▶ The task: The word "green": in how many lines of the records does it appear? Reply with the number alone.
___ Dataset records ___
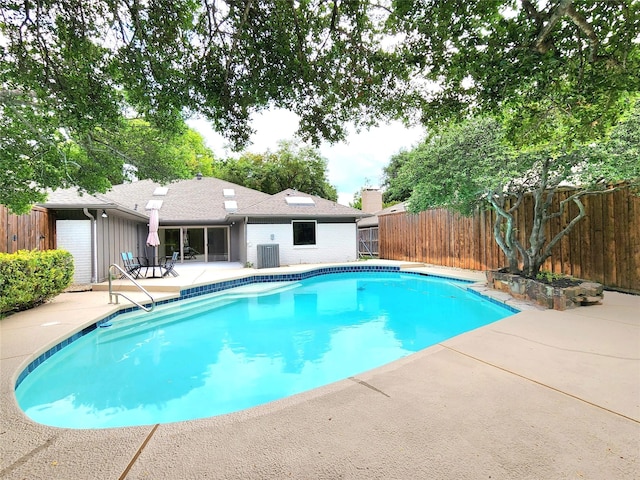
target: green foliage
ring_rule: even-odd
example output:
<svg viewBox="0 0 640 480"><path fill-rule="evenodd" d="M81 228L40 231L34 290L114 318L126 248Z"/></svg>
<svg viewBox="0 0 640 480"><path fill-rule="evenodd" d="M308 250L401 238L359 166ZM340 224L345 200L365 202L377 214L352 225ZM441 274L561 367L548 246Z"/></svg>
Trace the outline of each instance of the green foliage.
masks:
<svg viewBox="0 0 640 480"><path fill-rule="evenodd" d="M536 275L536 280L540 280L541 282L549 283L549 284L563 278L567 278L567 276L564 275L563 273L553 273L548 270L538 272L538 274Z"/></svg>
<svg viewBox="0 0 640 480"><path fill-rule="evenodd" d="M408 178L400 177L402 166L408 163L412 153L401 150L391 157L389 164L382 171L382 187L384 189L384 202L404 202L411 196L413 184L408 183Z"/></svg>
<svg viewBox="0 0 640 480"><path fill-rule="evenodd" d="M487 189L515 172L515 160L499 123L475 118L432 132L413 150L398 154L396 161L402 163L395 179L388 180L389 189L403 200L411 192L409 208L414 212L446 207L468 215Z"/></svg>
<svg viewBox="0 0 640 480"><path fill-rule="evenodd" d="M119 166L124 162L135 167L138 178L160 183L197 173L211 175L213 171L213 152L198 132L184 124L174 132L160 130L144 120L129 120L114 132L94 132L85 150L96 152L100 148L105 156L117 155ZM122 169L109 180L122 183Z"/></svg>
<svg viewBox="0 0 640 480"><path fill-rule="evenodd" d="M73 279L73 256L64 250L0 253L0 314L33 308Z"/></svg>
<svg viewBox="0 0 640 480"><path fill-rule="evenodd" d="M244 153L216 162L213 175L264 193L293 188L336 201L338 193L327 180L327 161L317 149L281 141L275 152Z"/></svg>
<svg viewBox="0 0 640 480"><path fill-rule="evenodd" d="M393 3L390 25L420 72L428 125L508 112L514 143L586 141L606 134L640 90L636 1Z"/></svg>
<svg viewBox="0 0 640 480"><path fill-rule="evenodd" d="M356 192L353 194L353 202L349 202L349 206L351 208L357 208L358 210L362 210L362 193Z"/></svg>
<svg viewBox="0 0 640 480"><path fill-rule="evenodd" d="M640 90L639 33L633 0L5 0L0 202L24 213L49 188L103 191L125 161L186 175L194 158L165 143L192 113L237 149L271 107L315 144L346 123L488 113L517 148L569 148Z"/></svg>
<svg viewBox="0 0 640 480"><path fill-rule="evenodd" d="M49 188L103 191L131 160L140 178L183 176L194 159L163 144L192 113L237 148L271 107L297 113L316 143L402 115L408 72L380 47L387 16L363 0L6 0L0 202L24 213Z"/></svg>
<svg viewBox="0 0 640 480"><path fill-rule="evenodd" d="M36 119L38 112L28 105L3 110L0 104L0 111L0 204L14 213L45 201L46 189L105 192L122 183L125 164L138 178L163 183L212 173L213 153L184 123L178 131L165 131L143 120L122 120L70 138L53 119ZM26 117L33 119L33 129L24 128Z"/></svg>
___
▶ The completed task: 2